## INSTRUCTIONS FOR THE TASK
Carry on the patent description of the thrust-producing apparatus from its final sentence.

---------- TEXT EXCERPT ----------

Thrust producing apparatus in the form of jet engines and rocket motors is well known.
Such thrust producing apparatus is however complex in design, expensive to produce and it has a limited operational life. Thrust producing apparatus in the form of ship propellors and aircraft airscrews convert power from rotating shafts into thrust, the power being supplied by engines which are themselves not originally designed to produce direct thrust.
It is an aim of the present invention to provide thrust producing apparatus which can be used in a wide variety of situations and which is relatively simple in design and inexpensive to produce.
Accordingly, this invention provides thrust producing apparatus comprising drive means, thrust means, and drive transfer means for transferring rotational movement from the drive means to the thrust means, the drive means being mounted for rotation in the thrust producing apparatus, and the drive transfer means comprising at least one striker member which is mounted on the drive means, and at least one resilient member which is mounted on the thrust means such that during use of the thrust producing apparatus the striker member maintains a set compression in the resilient member and the compressed resilient member acts on the thrust means thereby to transfer rotational energy from the drive means into maintaining thrust for the thrust means.
Preferably, the thrust producing apparatus is one in which the drive means is mounted for rotation in the thrust producing apparatus, and in which the compressed resilient member acts on the thrust means such that the drive
means is caused to rotate during use of the thrust producing apparatus.
The drive means may have a disc portion, and a plurality of the striker members may be
mounted in a circle on the disc portion. The
striker members may each be mounted in a
recess in the disc portion. Other means of
mounting the striker members on the disc portion may be employed.
The drive means may have an input shaft for enabling the drive means to be rotateably
driven. Alternatively, the drive means may
have an input socket for enabling the drive
means to be rotateably driven.
The thrust means may comprise a frame,
cage or housing. Generally, the thrust means
may be of any suitable construction and de
sign. Usually, the drive means will be arranged to rotate inside the thrust means but other
constructional arrangements may be employed
if desired.
Preferably, the or each striker member is a ball. The balls are thus able to rotate as they strike the resilient members and this helps to avoid undue wear on the balls. If desired, the or each striker member may be a roller bearing, such for example as a needle bearing.
Non-rotational striker members may also be employed if desired. Such non-rotational members could be formed as a plurality of protuberances projecting outwardly from the drive means.
Preferably, there are a plurality of resilient members preferably in the form of a plurality of coil springs.
Each coil spring may be mounted on a guide rod, the guide rods acting to prevent the coil springs from collapsing during use of the thrust producing apparatus.
The end of each coil spring nearest the striker members may abut against a cap, the caps being engaged by the striker members as the drive means rotates during use of the thrust producing apparatus.
The end of each coil spring remote from the striker members may be housed in a recess in a disc member, the disc member being connected to the thrust means.

---------- RECORDS SHOWN ----------

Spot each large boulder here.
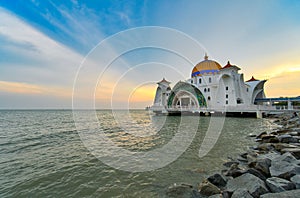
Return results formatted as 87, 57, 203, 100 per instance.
261, 189, 300, 198
254, 158, 271, 176
207, 173, 227, 188
278, 134, 299, 143
199, 180, 221, 196
270, 153, 300, 180
226, 173, 268, 197
281, 147, 300, 159
231, 188, 253, 198
224, 164, 246, 177
266, 177, 295, 192
291, 175, 300, 189
247, 168, 267, 181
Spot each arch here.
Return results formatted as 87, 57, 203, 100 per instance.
154, 87, 162, 105
167, 82, 207, 107
251, 80, 266, 104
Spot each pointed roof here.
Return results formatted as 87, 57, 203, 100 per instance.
246, 76, 259, 82
222, 61, 232, 69
158, 78, 171, 84
222, 61, 240, 70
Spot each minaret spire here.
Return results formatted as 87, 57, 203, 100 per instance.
204, 52, 208, 60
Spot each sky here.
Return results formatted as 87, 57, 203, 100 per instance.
0, 0, 300, 109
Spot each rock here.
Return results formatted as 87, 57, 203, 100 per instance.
199, 180, 221, 196
223, 161, 239, 168
270, 160, 300, 180
208, 194, 222, 198
222, 190, 233, 198
266, 177, 295, 192
261, 134, 279, 143
247, 168, 267, 181
207, 173, 227, 188
289, 131, 299, 136
237, 156, 248, 163
225, 164, 246, 177
257, 152, 281, 161
247, 154, 256, 164
274, 143, 298, 152
261, 190, 300, 198
257, 143, 274, 151
291, 175, 300, 189
276, 129, 291, 134
254, 158, 271, 176
231, 188, 253, 198
256, 131, 267, 139
271, 153, 298, 164
281, 147, 300, 159
226, 173, 268, 197
166, 184, 199, 198
278, 134, 299, 143
248, 133, 256, 137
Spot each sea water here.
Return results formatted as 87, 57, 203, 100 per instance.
0, 110, 274, 197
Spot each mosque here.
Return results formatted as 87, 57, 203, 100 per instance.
151, 54, 273, 117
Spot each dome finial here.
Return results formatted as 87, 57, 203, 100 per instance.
204, 52, 208, 60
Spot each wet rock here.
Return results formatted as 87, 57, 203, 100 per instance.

----------

## FINAL RESULT
Advantageously, the thrust producing apparatus includes adjustor means for adjusting the compression of the or each resilient member.
The adjustor means may comprise a screw threaded device which acts on the disc member.
The thrust producing apparatus may include a drive device for driving the drive means.
The drive device may be an electric motor, an internal combustion engine, a hydraulic drive device, or a pneumatic drive device.
The present invention also provides an object when provided with the thrust producing apparatus of the invention.
The object may be any desired and suitable type of object that requires a thrust action.
Thus, for example, the object may be a battery powered electric vehicle such for example as a milk float, an electric car, van or taxi, or an electric fork lift truck. The object may also be an invalid wheel chair, a golf cart, a tram or trolley bus, an electrified rail transport arrangement, or a canal barge. The object can also be various types of saw with the thrust producing apparatus providing the motor of the saw. The thrust producing apparatus may also be used to form part of tree up-rooters, apparatus for shooting emergency lines for example from ship to ship, and in luggage and parcel vehicles. The thrust producing apparatus can be used to replace existing motors, for example outboard motors in boats.
The thrust producing unit can also be used where power or braking apparatus is required.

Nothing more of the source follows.